GIVEN INSTRUCTION: Can you put the data lines between the line holding "the person in" and the line holding "x=294 y=175", inclusive, into a numbered list, skipping any blank lines?

TASK INPUT:
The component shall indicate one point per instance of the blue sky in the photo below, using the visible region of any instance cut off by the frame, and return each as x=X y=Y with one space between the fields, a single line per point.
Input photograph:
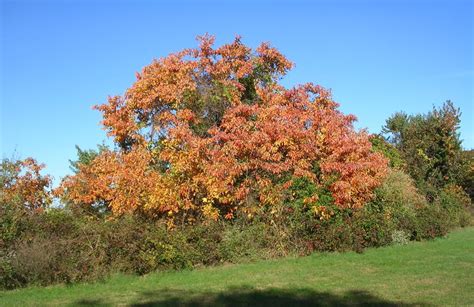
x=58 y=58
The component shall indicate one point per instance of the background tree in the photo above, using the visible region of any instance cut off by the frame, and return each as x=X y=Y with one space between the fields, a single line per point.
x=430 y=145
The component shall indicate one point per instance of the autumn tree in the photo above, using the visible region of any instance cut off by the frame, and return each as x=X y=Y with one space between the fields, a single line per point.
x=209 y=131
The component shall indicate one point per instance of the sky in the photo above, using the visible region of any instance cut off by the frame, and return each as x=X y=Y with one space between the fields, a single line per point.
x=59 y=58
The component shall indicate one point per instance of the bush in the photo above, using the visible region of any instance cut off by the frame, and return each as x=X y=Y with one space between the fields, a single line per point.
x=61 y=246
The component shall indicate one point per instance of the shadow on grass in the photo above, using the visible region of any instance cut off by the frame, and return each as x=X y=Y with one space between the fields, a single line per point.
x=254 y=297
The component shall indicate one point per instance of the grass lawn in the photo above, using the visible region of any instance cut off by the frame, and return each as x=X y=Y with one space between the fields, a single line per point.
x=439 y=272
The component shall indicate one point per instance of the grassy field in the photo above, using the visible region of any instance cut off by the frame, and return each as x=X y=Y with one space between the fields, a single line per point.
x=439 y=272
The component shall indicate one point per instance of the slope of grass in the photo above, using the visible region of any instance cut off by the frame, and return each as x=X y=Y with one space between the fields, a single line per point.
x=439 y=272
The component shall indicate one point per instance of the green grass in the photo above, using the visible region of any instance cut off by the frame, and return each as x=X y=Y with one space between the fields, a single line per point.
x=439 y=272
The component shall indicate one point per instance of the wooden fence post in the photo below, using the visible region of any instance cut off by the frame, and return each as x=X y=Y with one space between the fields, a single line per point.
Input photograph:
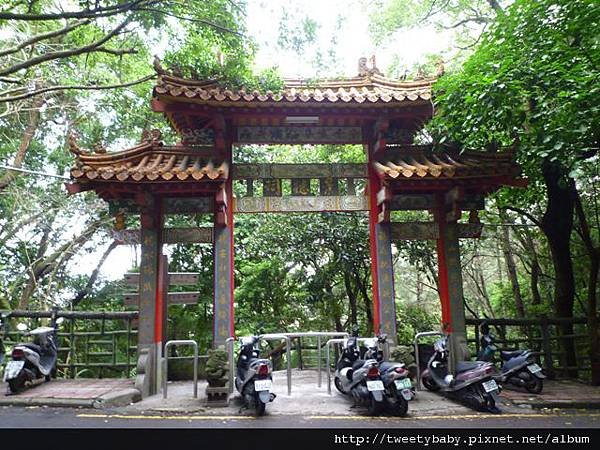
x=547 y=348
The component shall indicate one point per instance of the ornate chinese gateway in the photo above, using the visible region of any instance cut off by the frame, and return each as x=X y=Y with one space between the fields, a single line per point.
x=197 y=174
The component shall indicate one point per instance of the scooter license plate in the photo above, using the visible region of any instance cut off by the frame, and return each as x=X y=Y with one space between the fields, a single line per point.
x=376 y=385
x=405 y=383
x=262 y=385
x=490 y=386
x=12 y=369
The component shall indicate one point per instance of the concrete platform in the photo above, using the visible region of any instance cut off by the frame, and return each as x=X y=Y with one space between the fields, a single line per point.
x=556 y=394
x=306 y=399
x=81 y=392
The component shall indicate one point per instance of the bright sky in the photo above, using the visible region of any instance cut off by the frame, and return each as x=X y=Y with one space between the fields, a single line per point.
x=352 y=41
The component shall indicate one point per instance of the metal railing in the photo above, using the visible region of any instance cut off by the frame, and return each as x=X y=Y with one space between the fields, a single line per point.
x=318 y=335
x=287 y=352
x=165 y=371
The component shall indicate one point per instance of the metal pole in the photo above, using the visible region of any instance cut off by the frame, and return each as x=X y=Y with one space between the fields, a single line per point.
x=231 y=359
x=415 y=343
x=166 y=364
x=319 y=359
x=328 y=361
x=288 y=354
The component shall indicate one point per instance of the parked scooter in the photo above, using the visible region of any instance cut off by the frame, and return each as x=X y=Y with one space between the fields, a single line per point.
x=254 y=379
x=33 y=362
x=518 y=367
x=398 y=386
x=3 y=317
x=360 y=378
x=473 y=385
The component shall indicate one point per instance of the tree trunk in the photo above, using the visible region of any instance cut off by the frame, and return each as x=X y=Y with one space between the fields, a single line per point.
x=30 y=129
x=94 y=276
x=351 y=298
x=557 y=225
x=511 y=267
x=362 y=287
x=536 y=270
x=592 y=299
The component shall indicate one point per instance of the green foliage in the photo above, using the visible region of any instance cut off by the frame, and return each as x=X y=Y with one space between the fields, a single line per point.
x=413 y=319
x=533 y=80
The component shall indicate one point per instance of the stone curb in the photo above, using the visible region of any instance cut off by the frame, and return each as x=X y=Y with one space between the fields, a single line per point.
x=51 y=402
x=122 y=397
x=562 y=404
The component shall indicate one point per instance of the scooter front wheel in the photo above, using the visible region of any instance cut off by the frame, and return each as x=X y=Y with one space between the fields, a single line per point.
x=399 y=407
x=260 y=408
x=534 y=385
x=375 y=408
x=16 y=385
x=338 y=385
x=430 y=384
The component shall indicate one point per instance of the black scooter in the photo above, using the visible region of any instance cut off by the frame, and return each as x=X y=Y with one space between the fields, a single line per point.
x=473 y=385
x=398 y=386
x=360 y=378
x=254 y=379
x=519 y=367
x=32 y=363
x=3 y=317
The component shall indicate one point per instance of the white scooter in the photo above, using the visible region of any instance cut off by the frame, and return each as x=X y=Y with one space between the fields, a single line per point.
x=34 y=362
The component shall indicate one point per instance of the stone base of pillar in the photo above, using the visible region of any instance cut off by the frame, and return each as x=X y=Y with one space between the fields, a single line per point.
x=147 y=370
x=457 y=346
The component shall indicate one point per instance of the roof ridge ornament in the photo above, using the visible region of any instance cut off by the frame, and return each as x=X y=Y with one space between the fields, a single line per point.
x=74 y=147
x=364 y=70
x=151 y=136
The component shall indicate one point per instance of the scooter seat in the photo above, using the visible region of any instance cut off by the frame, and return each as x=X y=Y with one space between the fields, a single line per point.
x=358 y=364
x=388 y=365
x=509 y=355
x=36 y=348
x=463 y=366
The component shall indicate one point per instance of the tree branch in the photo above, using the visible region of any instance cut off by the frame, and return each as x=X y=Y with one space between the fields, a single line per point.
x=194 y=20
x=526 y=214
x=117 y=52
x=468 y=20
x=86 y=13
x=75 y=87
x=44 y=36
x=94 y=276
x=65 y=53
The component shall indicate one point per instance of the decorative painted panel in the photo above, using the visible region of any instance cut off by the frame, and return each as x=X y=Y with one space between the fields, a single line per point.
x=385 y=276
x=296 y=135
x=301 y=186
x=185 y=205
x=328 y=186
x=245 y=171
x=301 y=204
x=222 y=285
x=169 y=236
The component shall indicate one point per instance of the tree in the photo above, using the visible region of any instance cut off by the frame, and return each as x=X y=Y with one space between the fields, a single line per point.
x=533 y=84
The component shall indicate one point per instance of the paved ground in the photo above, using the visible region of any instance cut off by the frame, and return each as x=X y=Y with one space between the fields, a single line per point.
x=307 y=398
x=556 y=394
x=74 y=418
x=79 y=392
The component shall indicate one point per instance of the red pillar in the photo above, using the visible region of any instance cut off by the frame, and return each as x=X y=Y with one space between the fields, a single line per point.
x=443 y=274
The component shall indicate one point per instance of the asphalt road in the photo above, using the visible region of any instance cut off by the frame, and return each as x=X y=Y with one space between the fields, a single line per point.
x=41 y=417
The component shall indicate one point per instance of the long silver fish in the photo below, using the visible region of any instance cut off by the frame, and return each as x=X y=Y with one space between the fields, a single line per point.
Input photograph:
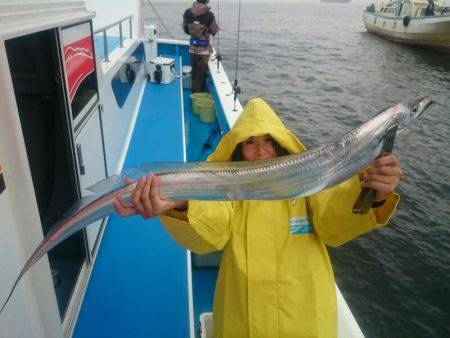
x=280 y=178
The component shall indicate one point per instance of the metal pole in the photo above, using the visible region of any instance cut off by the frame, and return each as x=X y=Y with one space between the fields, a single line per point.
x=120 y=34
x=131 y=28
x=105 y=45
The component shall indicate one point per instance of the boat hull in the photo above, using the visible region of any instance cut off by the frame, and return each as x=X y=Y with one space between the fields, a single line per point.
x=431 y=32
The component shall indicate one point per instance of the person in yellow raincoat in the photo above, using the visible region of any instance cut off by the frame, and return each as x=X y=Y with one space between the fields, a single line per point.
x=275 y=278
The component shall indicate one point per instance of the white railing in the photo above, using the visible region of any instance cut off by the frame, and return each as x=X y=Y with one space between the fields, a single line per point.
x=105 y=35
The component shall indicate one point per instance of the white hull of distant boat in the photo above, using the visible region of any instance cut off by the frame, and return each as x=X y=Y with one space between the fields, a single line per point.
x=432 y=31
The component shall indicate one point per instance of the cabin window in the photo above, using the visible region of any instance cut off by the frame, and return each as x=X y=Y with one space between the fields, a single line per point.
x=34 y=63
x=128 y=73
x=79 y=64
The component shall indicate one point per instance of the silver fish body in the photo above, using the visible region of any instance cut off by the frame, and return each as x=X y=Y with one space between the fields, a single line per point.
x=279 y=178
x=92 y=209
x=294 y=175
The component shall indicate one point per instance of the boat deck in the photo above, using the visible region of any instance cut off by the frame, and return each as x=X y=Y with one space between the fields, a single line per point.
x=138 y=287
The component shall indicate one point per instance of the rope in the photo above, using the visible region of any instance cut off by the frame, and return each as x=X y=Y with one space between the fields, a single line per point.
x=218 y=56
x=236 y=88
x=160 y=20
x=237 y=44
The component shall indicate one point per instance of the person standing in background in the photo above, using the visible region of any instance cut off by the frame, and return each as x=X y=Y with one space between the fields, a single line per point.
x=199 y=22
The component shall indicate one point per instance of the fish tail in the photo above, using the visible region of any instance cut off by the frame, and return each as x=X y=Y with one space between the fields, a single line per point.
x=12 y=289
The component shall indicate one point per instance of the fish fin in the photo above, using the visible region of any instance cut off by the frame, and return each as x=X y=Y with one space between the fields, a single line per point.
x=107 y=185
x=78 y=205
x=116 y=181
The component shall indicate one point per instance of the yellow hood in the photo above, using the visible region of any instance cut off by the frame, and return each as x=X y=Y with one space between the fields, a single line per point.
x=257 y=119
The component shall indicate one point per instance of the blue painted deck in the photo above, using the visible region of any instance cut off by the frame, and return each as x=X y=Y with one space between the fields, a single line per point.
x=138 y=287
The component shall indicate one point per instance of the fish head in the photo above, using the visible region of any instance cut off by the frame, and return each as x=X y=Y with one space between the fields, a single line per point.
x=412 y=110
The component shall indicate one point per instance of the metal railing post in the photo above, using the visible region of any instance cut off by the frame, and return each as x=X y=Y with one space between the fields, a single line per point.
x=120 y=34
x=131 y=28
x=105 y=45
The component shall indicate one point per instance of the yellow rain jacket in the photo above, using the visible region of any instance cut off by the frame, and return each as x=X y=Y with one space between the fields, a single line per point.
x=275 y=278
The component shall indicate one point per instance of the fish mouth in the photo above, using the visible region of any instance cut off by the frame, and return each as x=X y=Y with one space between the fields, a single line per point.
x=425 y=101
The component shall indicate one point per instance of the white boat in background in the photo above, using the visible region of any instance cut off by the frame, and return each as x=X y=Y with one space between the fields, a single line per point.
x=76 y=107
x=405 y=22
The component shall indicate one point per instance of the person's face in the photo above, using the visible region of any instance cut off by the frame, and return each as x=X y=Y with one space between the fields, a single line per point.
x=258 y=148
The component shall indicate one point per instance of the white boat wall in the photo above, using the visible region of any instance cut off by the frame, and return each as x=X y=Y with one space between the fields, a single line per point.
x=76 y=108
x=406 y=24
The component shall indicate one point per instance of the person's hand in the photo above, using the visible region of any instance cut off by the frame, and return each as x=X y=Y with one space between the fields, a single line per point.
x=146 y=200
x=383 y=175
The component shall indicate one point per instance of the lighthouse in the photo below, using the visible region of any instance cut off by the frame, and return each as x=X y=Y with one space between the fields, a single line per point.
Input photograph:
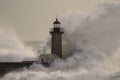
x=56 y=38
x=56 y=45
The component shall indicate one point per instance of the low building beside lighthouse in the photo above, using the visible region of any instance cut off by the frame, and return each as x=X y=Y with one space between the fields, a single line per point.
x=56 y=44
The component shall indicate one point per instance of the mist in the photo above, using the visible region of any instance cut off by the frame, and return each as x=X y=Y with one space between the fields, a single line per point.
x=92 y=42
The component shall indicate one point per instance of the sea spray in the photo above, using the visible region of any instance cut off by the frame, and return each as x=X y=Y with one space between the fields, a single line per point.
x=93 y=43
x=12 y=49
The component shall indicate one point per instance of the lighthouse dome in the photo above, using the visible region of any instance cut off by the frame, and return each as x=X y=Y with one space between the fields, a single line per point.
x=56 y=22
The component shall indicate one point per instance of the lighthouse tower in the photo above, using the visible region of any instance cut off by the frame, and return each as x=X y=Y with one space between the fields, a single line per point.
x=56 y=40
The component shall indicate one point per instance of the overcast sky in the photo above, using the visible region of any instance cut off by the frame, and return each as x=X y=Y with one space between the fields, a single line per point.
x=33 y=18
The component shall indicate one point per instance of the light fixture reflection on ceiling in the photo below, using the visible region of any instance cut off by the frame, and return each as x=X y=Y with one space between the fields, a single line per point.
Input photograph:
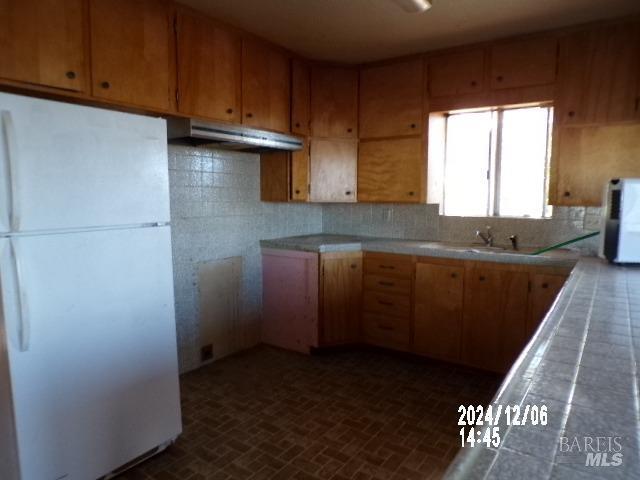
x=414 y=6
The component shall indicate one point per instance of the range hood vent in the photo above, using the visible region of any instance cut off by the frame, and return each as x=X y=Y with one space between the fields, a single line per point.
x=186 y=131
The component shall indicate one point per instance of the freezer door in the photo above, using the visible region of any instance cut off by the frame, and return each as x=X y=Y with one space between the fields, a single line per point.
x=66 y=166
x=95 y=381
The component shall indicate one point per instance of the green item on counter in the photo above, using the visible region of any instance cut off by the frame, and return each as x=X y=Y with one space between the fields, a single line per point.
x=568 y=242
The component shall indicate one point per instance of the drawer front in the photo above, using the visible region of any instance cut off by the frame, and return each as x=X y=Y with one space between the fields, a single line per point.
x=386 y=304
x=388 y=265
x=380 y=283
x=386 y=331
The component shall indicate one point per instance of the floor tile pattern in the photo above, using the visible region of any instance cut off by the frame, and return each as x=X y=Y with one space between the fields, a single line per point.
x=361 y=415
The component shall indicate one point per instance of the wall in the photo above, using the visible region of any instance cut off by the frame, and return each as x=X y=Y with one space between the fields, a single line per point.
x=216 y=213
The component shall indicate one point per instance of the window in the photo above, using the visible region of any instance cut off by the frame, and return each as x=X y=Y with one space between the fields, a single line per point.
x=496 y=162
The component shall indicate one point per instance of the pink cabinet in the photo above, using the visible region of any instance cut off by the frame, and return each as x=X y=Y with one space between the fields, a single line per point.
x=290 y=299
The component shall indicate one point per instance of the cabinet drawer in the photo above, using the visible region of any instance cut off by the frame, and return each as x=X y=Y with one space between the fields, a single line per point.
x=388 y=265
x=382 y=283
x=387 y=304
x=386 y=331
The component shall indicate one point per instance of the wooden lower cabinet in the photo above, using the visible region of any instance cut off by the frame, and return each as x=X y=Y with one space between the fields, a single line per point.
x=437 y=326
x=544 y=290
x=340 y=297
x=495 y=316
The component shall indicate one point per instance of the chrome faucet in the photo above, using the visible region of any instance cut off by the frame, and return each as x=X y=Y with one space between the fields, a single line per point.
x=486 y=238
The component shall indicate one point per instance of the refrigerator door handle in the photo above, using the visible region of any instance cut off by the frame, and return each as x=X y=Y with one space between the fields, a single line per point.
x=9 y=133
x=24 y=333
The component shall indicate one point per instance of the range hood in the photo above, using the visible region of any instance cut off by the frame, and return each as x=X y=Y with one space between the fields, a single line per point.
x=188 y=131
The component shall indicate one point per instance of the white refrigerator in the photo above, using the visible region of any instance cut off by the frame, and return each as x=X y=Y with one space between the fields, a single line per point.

CORRECT RESPONSE:
1. The component shall indicate one point per instance of the person in yellow raincoat in the photo above, using the visible region of any instance cut off by the frame, and return each as x=X y=Y with one space between the fields, a single line per point.
2. x=275 y=278
3. The component shall indicate one point per instance of the white railing in the photo above, using the visible region of any instance cut off by the frame, and return each as x=X y=Y with one space between the fields, a single line per point.
4. x=105 y=35
5. The component shall indicate one point per instance of the white hull of distant boat in the photo above, using the visible region of any instance cut off by the frame, and return each as x=X y=Y with one space between the fields, a single line per point.
6. x=432 y=31
7. The component shall indicate one point per instance of the cabin window in the photo above, using the visible region of any instance cut off by the frame, and return each as x=X y=Y with one space between the fields, a single line per point.
8. x=34 y=63
9. x=128 y=73
10. x=79 y=64
11. The component shall indicate one point per instance of the silver fish body in the photo above, using the visible region of any instance cut off by the frame, and return each as x=X y=Y with one space between the fields, a single line per point.
12. x=279 y=178
13. x=92 y=209
14. x=294 y=175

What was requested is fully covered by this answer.